--- SUPPLIED MATERIAL ---
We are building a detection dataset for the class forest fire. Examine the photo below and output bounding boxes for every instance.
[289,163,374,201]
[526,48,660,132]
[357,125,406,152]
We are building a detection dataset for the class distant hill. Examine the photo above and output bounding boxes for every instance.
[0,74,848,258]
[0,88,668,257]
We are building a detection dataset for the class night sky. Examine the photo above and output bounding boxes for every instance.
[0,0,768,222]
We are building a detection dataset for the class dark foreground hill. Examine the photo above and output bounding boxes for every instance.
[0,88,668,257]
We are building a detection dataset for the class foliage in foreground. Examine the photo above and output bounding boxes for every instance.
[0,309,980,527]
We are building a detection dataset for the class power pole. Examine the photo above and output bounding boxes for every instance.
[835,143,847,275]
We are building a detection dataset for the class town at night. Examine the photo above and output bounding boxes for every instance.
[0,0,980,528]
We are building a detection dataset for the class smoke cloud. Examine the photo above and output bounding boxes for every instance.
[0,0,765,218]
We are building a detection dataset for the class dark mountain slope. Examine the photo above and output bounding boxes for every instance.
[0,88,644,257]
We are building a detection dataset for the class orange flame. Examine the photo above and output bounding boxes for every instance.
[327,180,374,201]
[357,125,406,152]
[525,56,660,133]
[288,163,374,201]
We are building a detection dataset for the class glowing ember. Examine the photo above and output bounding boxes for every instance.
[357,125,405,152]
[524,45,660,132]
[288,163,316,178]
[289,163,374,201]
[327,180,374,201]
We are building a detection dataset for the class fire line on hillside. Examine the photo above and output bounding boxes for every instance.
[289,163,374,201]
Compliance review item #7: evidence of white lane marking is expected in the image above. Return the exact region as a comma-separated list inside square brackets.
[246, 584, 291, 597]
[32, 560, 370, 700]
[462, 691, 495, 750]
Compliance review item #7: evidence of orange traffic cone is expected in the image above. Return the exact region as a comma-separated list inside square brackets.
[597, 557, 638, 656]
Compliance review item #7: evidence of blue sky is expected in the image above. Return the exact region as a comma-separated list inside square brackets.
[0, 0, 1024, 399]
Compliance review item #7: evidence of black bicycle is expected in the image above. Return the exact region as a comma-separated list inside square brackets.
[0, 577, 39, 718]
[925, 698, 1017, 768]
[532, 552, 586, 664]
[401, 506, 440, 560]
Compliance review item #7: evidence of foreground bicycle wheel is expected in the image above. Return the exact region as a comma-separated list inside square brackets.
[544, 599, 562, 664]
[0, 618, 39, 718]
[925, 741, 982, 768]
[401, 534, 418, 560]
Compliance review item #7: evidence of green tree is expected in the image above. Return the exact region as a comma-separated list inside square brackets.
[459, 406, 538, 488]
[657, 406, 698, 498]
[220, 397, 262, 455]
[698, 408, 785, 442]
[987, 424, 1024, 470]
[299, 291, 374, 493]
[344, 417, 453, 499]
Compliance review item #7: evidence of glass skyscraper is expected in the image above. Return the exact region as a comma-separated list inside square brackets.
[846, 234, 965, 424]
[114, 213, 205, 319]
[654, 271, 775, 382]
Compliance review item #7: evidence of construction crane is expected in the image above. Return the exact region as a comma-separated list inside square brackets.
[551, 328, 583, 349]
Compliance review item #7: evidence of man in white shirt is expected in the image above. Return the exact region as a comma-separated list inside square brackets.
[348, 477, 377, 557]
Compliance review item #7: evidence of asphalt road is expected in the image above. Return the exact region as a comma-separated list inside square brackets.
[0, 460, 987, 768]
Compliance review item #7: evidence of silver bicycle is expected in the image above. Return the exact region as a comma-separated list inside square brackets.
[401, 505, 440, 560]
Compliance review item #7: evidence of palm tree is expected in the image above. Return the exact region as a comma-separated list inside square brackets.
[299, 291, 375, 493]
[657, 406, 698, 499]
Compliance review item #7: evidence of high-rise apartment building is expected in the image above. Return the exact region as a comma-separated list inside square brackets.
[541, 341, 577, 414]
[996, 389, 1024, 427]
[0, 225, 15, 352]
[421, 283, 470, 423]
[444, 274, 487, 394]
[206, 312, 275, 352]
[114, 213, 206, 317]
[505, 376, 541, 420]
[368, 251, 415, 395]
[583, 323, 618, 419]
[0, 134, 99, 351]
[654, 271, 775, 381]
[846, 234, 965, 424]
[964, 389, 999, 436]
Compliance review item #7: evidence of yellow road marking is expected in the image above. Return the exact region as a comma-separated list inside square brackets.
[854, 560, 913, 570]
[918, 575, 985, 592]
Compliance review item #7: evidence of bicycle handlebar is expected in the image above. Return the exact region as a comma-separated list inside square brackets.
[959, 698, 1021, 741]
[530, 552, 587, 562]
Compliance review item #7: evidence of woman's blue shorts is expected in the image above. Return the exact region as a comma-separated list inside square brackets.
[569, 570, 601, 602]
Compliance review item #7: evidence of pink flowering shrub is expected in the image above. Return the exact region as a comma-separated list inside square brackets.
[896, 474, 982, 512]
---
[WHAT NEEDS TO BE DONE]:
Rewrite all the entries above, changing every "detection dataset" to "labeling dataset" and leaving everything else as it is.

[THE REPLY]:
We are building a labeling dataset for the class forest fire. Examine the photo below and output bounding boxes for every instance.
[289,163,374,201]
[526,48,660,132]
[357,125,406,152]
We are building a labeling dataset for the class distant hill. Examine the photo above and output bounding boxes for every instance.
[0,74,848,258]
[0,88,668,257]
We are building a labeling dataset for the class night sky. Examine the photo above and output bounding boxes for every instance.
[0,0,768,222]
We are building a labeling dataset for the class dark foreground hill. Examine the photo above and output bounding boxes for every instance.
[0,88,668,257]
We are building a labeling dataset for the class foliage in foreground. Examine the photo above and output bounding boxes for every instance.
[0,309,980,527]
We are building a labeling dataset for the class power pole. Examine the photo above and output bounding boxes for every instance.
[835,143,847,275]
We are building a labeling dataset for the class town at night. Examine the photo above and output bounding boxes for every instance.
[0,0,980,528]
We are building a labeling dataset for the class smoke cloud. Examine the photo above and output bounding boxes for every instance.
[0,0,765,218]
We are building a labeling dataset for the class dark mountain slope. Examine the photo above and output bounding boxes for every instance.
[0,88,644,257]
We are building a labeling dataset for the class orange flame. Examine the photo above and output bounding boxes for every instance.
[327,180,374,201]
[357,125,406,152]
[525,56,660,133]
[288,163,374,201]
We are building a labeling dataset for the class glowing ember. Examine the photo above and output bounding boxes for every instance.
[357,125,405,152]
[524,45,660,132]
[288,163,316,178]
[289,163,374,201]
[327,180,374,201]
We are building a labeling dataset for the class fire line on hillside. Examine the photo above and output bounding boxes for every instance.
[289,163,374,201]
Compliance review item #7: evidence of white lane marking is expected in the image above. Return the exact region as a comma-separated list inside square brackets.
[246, 584, 291, 597]
[32, 560, 370, 700]
[462, 691, 495, 750]
Compliance review item #7: evidence of orange traffic cone is expected in the image above. Return the exact region as a comma-separated list inside square brackets.
[597, 557, 638, 656]
Compliance review item #7: evidence of blue sky is expected in the image above. Return the exact region as a comma-separated list inside square brackets.
[0, 0, 1024, 399]
Compliance review item #7: evidence of black bicycle is expected in the image above. Return the exact region as a comma-separated list inside square brackets.
[0, 577, 39, 718]
[925, 698, 1017, 768]
[532, 552, 586, 664]
[401, 506, 440, 560]
Compliance review item #7: evidence of foreground bicycle wheel is expected in the image above. Return the exact region as a comma-separated list inside square brackets.
[544, 599, 562, 664]
[0, 618, 39, 718]
[925, 741, 982, 768]
[401, 534, 418, 560]
Compliance review item #7: evidence of green tree is expected in the image above. Return the exact region as a comma-separated list inside square brackets.
[459, 406, 538, 488]
[657, 406, 698, 498]
[220, 397, 262, 455]
[698, 408, 785, 442]
[987, 424, 1024, 470]
[299, 291, 374, 493]
[344, 417, 453, 499]
Compliance review item #7: evidence of glass skyscraper is expected in the image above. Return the exact region as a comma-separated list inside square brackets.
[846, 234, 965, 424]
[114, 213, 205, 319]
[654, 271, 775, 382]
Compliance review item #7: evidence of construction crane is expected in the image above. Return the exact region as a comma-separated list inside square brackets.
[551, 328, 583, 349]
Compliance review item #7: evidence of man in white shirt is expected in the image above. Return the exact region as a comma-separated list inside square brackets.
[348, 477, 377, 557]
Compliance review item #7: evidence of asphalt road is expected in the image above. Return the exact region as a comma-separated list inside square brackets.
[0, 460, 987, 768]
Compliance review item #7: evidence of silver bicycle is expected in the image above. Return the exact region as a comma-separated list inside square brackets.
[401, 505, 440, 560]
Compliance review item #7: evidence of palm tree is expected in the image above. Return the exact region as a comma-separated list inside square brackets.
[299, 291, 375, 493]
[657, 406, 698, 499]
Compliance review item #7: evidence of high-rise apartment building is expected in the image above. Return the exact region as a comma-separated list inside square brackets.
[541, 341, 577, 414]
[996, 389, 1024, 427]
[0, 225, 15, 352]
[421, 283, 470, 423]
[444, 274, 487, 394]
[206, 312, 275, 352]
[114, 213, 206, 317]
[505, 376, 541, 420]
[368, 251, 415, 395]
[583, 323, 618, 419]
[0, 134, 99, 351]
[654, 271, 775, 381]
[846, 234, 965, 424]
[964, 389, 999, 436]
Compliance review item #7: evidence of yellow road marking is expected in the image above. Return the exact region as a comma-separated list inside square brackets.
[854, 560, 913, 570]
[918, 575, 985, 592]
Compliance review item #7: evidence of bicycle handlebar is expected in the image above. Return the exact region as a comma-separated list inside square brackets.
[959, 698, 1021, 741]
[530, 552, 587, 562]
Compliance review item #7: evidence of woman's blue shorts is expected in the image above. Return the exact region as a comma-separated list inside square brackets.
[569, 570, 601, 602]
Compliance review item #7: evidence of pink flowering shrub is expected in the image above. Return the exact region as a comma-separated list inside square brackets.
[896, 474, 982, 512]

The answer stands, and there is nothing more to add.